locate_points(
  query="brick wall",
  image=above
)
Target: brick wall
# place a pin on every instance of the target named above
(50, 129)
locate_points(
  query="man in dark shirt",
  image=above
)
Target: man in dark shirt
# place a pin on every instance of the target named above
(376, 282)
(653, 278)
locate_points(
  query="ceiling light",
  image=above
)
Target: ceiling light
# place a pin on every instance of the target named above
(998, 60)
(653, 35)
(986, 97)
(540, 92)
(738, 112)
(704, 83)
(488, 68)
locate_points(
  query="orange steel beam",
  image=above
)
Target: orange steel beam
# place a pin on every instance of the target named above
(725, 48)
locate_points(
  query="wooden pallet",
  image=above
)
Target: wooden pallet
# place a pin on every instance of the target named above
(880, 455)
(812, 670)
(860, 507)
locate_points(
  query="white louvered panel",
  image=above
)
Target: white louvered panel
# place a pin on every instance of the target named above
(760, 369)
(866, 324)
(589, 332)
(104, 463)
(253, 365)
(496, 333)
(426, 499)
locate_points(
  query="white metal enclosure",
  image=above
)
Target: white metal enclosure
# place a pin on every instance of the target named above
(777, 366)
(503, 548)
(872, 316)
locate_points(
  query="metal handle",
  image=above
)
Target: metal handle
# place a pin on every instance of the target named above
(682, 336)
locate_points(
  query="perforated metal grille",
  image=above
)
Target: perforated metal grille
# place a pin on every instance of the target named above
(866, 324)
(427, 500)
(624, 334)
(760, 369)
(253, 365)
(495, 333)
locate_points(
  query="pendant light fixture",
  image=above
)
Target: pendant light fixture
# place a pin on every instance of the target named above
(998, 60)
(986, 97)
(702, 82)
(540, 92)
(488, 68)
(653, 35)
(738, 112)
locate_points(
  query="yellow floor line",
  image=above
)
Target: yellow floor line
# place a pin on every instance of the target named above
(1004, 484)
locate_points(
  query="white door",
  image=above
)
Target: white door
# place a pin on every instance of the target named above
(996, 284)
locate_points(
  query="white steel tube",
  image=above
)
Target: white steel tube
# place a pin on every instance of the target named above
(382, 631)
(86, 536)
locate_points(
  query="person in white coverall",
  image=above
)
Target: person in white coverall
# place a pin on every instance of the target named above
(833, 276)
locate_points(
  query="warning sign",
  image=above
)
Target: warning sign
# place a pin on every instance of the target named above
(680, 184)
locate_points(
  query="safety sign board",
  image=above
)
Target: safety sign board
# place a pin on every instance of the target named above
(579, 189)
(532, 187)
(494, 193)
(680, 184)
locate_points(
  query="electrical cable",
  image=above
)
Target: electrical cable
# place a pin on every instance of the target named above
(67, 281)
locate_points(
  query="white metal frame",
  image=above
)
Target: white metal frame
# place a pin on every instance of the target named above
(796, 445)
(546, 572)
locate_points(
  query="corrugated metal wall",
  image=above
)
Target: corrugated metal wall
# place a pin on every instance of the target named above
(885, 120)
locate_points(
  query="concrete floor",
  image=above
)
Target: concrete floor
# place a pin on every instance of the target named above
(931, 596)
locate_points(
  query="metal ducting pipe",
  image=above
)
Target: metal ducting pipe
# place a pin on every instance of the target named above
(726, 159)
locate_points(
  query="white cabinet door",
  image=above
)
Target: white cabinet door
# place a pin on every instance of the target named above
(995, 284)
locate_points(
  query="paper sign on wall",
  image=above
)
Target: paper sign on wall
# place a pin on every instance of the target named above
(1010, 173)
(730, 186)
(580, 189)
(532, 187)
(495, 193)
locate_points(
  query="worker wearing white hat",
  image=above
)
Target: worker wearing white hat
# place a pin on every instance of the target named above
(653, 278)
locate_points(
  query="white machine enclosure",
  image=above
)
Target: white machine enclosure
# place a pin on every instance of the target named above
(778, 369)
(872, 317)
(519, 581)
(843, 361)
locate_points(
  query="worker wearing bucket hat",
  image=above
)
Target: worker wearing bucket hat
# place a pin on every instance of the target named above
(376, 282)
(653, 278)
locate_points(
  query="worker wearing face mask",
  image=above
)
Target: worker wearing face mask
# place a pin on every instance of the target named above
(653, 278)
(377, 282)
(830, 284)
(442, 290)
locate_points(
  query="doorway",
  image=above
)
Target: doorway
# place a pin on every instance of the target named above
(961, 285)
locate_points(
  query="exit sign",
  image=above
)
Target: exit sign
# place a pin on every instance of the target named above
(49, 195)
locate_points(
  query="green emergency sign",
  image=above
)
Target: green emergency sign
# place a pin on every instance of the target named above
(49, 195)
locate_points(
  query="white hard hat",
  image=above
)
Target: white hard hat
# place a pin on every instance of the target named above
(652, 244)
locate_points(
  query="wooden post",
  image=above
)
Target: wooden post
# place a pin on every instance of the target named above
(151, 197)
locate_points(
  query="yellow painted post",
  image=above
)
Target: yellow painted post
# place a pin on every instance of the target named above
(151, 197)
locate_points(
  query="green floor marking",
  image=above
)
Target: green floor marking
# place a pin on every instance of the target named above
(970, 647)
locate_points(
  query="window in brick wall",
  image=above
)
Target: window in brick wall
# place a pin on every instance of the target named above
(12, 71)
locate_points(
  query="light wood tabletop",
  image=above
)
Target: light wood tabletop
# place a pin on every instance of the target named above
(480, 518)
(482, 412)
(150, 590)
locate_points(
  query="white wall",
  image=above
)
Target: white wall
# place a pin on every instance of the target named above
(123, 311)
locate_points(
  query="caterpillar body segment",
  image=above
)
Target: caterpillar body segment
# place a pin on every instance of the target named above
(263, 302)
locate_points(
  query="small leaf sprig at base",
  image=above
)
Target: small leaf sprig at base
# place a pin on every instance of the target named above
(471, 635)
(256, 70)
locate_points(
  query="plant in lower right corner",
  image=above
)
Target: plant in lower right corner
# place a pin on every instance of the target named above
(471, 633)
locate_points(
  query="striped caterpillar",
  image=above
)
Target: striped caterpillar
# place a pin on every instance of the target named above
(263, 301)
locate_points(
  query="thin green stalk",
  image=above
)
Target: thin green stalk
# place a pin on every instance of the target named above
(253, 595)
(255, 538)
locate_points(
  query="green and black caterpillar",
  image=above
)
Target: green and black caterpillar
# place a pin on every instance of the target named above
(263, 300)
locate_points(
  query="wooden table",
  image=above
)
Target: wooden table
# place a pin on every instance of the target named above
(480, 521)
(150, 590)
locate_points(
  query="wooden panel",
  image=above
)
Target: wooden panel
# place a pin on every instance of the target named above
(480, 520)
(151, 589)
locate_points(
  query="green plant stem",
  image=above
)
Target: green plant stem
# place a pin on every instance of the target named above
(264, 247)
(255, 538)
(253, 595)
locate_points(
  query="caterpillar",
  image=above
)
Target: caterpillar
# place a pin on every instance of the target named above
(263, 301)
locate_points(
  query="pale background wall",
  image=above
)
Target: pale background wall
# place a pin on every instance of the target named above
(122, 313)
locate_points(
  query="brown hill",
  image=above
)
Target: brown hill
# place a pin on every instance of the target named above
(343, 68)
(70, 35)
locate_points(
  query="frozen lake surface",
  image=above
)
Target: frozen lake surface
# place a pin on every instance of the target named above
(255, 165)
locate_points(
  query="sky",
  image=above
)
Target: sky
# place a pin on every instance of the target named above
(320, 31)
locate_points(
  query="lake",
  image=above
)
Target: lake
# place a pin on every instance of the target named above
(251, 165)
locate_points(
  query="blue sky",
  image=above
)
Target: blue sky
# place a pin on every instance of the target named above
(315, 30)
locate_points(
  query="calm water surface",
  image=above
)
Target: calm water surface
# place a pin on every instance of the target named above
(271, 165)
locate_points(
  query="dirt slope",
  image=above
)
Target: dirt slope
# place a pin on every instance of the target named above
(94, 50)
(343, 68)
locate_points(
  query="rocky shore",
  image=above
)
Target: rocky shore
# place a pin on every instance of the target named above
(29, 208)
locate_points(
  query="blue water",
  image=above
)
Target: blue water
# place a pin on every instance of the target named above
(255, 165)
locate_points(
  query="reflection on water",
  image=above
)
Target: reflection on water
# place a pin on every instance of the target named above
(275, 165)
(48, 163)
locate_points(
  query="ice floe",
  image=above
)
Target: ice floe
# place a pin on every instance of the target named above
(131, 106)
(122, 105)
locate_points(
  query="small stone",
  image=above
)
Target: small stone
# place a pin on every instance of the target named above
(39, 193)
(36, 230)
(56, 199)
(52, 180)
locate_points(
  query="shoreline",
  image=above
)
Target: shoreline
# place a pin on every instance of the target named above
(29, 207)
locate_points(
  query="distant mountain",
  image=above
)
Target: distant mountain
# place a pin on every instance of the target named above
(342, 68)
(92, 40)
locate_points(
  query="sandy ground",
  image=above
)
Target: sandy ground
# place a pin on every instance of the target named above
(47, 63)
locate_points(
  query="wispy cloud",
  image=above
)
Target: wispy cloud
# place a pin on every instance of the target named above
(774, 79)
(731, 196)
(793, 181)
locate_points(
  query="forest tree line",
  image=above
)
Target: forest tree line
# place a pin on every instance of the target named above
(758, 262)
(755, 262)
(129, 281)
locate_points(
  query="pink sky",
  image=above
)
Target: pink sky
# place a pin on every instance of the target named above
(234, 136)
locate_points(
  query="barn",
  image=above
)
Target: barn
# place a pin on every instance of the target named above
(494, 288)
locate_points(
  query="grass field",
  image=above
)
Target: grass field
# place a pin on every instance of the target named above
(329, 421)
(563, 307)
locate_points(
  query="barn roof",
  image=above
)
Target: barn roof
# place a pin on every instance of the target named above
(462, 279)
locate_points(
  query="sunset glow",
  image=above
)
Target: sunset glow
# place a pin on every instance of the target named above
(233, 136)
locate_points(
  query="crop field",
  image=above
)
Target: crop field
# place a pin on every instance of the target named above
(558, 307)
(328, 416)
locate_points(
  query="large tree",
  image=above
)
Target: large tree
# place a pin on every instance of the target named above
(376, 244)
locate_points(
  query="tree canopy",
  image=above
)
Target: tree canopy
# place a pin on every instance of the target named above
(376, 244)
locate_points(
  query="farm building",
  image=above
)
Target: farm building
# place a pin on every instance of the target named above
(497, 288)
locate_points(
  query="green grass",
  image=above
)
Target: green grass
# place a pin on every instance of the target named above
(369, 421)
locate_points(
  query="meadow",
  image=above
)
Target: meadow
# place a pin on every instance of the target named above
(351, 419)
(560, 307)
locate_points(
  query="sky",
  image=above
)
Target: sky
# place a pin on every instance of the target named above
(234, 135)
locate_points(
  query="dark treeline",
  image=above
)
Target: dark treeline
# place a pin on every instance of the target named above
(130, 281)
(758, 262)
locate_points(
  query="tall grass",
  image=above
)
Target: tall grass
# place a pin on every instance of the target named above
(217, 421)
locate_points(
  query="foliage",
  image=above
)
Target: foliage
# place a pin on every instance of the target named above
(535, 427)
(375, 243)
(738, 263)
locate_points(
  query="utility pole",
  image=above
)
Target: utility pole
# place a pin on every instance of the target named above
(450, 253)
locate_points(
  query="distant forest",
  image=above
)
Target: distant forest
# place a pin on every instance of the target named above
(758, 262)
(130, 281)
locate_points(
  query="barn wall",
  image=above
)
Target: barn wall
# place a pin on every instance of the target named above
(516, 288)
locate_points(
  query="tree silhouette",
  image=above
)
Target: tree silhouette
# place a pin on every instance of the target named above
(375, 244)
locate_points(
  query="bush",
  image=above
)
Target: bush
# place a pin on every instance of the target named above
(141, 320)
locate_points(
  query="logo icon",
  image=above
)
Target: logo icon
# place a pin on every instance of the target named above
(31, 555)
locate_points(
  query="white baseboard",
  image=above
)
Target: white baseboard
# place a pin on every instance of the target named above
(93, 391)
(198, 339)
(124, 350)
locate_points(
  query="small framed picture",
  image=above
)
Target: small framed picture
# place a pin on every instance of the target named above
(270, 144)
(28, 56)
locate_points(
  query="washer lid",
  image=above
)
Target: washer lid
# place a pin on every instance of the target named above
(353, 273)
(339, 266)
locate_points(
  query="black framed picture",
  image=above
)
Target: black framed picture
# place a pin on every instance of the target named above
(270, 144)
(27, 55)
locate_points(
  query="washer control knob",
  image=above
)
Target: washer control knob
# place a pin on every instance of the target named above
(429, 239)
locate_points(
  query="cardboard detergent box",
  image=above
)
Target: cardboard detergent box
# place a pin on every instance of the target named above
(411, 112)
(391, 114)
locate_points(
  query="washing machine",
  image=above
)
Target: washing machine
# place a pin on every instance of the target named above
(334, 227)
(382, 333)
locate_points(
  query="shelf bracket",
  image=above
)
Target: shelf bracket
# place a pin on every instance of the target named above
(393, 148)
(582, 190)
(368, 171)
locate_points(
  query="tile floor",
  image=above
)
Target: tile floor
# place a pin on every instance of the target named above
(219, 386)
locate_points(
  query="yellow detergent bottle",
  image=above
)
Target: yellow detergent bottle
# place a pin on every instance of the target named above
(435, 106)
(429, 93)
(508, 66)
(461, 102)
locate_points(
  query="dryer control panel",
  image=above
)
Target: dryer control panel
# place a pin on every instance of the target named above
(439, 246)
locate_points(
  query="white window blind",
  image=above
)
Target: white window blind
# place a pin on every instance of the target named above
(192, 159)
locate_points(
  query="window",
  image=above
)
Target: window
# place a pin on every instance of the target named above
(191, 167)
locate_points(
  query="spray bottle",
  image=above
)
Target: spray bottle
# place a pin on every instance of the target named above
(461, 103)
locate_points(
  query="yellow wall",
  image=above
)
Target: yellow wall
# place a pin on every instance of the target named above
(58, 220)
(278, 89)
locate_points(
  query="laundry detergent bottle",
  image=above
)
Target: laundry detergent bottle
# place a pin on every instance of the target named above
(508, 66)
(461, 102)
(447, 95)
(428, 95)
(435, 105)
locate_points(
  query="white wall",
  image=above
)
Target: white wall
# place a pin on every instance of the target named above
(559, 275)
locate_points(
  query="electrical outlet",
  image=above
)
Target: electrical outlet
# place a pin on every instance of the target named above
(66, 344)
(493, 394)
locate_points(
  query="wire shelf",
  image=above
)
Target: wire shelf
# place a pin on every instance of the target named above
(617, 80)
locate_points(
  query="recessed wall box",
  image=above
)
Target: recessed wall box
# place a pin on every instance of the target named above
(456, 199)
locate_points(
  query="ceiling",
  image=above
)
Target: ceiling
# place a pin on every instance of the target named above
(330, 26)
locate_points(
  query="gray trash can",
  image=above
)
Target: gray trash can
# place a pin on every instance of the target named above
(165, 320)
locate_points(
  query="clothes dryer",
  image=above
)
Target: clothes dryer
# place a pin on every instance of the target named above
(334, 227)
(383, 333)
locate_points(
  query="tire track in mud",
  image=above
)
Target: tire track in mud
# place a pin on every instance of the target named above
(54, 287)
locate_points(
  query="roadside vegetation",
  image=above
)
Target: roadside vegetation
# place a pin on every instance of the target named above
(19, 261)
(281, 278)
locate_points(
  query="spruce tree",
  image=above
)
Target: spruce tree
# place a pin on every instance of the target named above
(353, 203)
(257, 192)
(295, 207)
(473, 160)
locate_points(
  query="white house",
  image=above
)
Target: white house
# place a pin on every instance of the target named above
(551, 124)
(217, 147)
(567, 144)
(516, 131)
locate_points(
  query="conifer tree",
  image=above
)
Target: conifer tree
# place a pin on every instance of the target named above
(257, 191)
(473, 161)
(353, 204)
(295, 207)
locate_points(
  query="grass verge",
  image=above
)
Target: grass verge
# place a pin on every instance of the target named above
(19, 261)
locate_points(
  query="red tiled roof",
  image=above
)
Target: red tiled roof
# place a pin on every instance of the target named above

++++++++++++++++++++

(TASK BRIEF): What the answer needs is every line from the data above with "stem" in it.

(WRITTEN RESPONSE):
  query="green plant stem",
Target: green plant stem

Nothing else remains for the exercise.